▸ Brief
Transcribe the entries exactly as each line appears.

[Records for this exercise]

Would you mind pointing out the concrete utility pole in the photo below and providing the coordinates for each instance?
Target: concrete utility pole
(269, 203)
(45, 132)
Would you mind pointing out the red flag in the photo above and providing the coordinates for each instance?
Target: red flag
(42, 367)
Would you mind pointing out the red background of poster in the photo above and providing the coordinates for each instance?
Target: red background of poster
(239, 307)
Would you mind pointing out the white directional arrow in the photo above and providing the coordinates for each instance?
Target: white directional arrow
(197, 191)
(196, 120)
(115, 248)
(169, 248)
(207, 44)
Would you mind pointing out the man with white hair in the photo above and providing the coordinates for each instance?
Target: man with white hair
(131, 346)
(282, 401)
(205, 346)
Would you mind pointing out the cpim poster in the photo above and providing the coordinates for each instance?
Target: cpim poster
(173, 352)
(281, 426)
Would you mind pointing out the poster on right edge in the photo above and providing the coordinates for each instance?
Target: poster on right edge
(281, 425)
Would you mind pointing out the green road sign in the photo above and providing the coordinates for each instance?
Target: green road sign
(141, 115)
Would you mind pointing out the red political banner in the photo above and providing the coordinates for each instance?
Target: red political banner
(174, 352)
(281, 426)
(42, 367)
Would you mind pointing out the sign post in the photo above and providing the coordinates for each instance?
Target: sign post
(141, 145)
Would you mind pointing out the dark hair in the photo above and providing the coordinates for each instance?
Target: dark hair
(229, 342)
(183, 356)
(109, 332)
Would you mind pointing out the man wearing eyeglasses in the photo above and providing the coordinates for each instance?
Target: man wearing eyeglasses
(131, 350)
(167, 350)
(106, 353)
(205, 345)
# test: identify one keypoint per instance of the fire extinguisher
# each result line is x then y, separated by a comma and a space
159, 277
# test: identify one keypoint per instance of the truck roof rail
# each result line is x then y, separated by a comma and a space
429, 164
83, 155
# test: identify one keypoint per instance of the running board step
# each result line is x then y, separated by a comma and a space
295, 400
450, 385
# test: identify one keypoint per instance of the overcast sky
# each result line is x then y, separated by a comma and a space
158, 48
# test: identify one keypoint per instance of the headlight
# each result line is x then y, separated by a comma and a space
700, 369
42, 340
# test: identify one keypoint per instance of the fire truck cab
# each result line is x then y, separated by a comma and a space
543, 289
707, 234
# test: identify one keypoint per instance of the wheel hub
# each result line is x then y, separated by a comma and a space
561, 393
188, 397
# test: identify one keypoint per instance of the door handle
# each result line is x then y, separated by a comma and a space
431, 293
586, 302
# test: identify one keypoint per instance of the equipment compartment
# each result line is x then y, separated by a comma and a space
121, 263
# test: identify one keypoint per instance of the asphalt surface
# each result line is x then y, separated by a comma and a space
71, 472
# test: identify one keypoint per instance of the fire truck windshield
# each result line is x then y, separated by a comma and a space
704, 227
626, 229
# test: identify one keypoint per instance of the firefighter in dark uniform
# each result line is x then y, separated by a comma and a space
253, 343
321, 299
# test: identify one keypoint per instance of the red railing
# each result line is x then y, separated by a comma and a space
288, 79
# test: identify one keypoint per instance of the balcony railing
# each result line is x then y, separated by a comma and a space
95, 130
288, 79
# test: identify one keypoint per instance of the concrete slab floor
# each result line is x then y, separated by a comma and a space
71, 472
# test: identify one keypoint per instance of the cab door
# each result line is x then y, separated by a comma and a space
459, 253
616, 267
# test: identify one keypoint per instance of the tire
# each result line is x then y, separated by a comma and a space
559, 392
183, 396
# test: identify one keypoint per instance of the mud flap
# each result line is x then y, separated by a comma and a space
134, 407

[/Records for this exercise]

▸ Answer section
Would you mind pointing out the concrete utility pole in the photo below and providing the coordinates for each instance?
Target: concrete utility pole
(269, 203)
(45, 132)
Would you mind pointing out the red flag in the photo above and providing the coordinates for each instance?
Target: red flag
(42, 367)
Would you mind pointing out the red background of poster in the photo above and providing the coordinates for each instance?
Target: red background of poster
(239, 307)
Would you mind pointing out the white directional arrow in the photo above and providing the coordinates for each instance?
Target: white directional arrow
(197, 191)
(196, 120)
(115, 248)
(169, 248)
(207, 44)
Would you mind pointing out the man with white hair in the photo above and providing the coordinates for each instance?
Target: man with white hair
(131, 346)
(282, 401)
(205, 346)
Would you mind pointing out the cpim poster in the photo above and providing the coordinates for each instance?
Target: cpim poster
(173, 352)
(281, 426)
Would you mind pointing out the poster on right edge in the photo above and providing the coordinates for each instance?
Target: poster on right edge
(281, 425)
Would you mind pointing out the green road sign in the photo above and providing the coordinates for each instance?
Target: green road sign
(141, 115)
Would you mind pointing out the red political banner in the photo above and providing the coordinates for each instance?
Target: red political banner
(174, 352)
(281, 426)
(42, 367)
Would you mind pointing out the sign post in the photo above and providing the coordinates for each instance?
Target: sign post
(141, 145)
Would you mind pointing out the dark hair in the photo above and providing the coordinates for each instance?
Target: dark hair
(229, 342)
(183, 356)
(109, 332)
Would you mind pointing out the man wearing eyeglasses in the photo above and providing the coordinates for each instance?
Target: man wearing eyeglasses
(131, 350)
(167, 350)
(106, 353)
(205, 345)
# test: identify one keypoint per instance of the fire extinguisher
# each result line is x then y, separated by a comma and a space
159, 277
# test: identify one keypoint per instance of the truck roof rail
# each result line is x then y, separated by a comma and a space
429, 164
83, 155
# test: identify one keypoint per instance of the running board step
# each result line is x then y, separated by a comma and a space
295, 400
450, 385
# test: identify one keypoint per instance of the overcast sky
# each result line is x then y, separated by a comma and a space
158, 48
# test: identify one keypoint per instance of the headlight
# each result line is x then y, separated by a comma and a space
700, 369
42, 340
# test: identify one keypoint per instance of the fire truck cab
# each result line is x then y, separated by a comma and a space
543, 289
707, 234
# test: identify one keypoint per instance of the wheel hub
# each result line is x then y, separated by a comma and a space
561, 393
188, 397
# test: identify one keypoint per instance of the door handle
# each result line is x then y, separated by a comma and a space
431, 293
586, 302
# test: identify one keypoint per instance of the equipment compartment
# each result line is x then y, separated by a comma and a space
121, 263
# test: identify one keypoint per instance of the asphalt surface
# each result line is x then y, separated by a comma and a space
71, 472
# test: identify one keypoint per instance of the fire truck windshield
# each result line is x then y, separated by a comma and a space
704, 227
626, 229
# test: identify one keypoint per instance of the firefighter in dark uniform
# each result line is x then y, separated by a comma and a space
253, 343
321, 299
# test: identify one keypoint per instance of the red railing
# each result line is x then y, separated by a comma and a space
288, 79
# test: identify one keypoint per instance of the balcony railing
# each result line is x then y, separated by a comma and a space
95, 130
288, 79
# test: identify one keypoint per instance of the concrete slab floor
# each result line is x then y, separated by a comma and a space
71, 472
# test: identify one keypoint per instance of the cab door
# each result line is x then y, separated by a comma and a space
459, 253
616, 267
# test: identify one keypoint per instance of the tire
# each result line is x then y, separated by a comma and a space
559, 392
183, 396
# test: identify one keypoint per instance of the mud flap
# each result line is x then y, separated by a comma and a space
134, 407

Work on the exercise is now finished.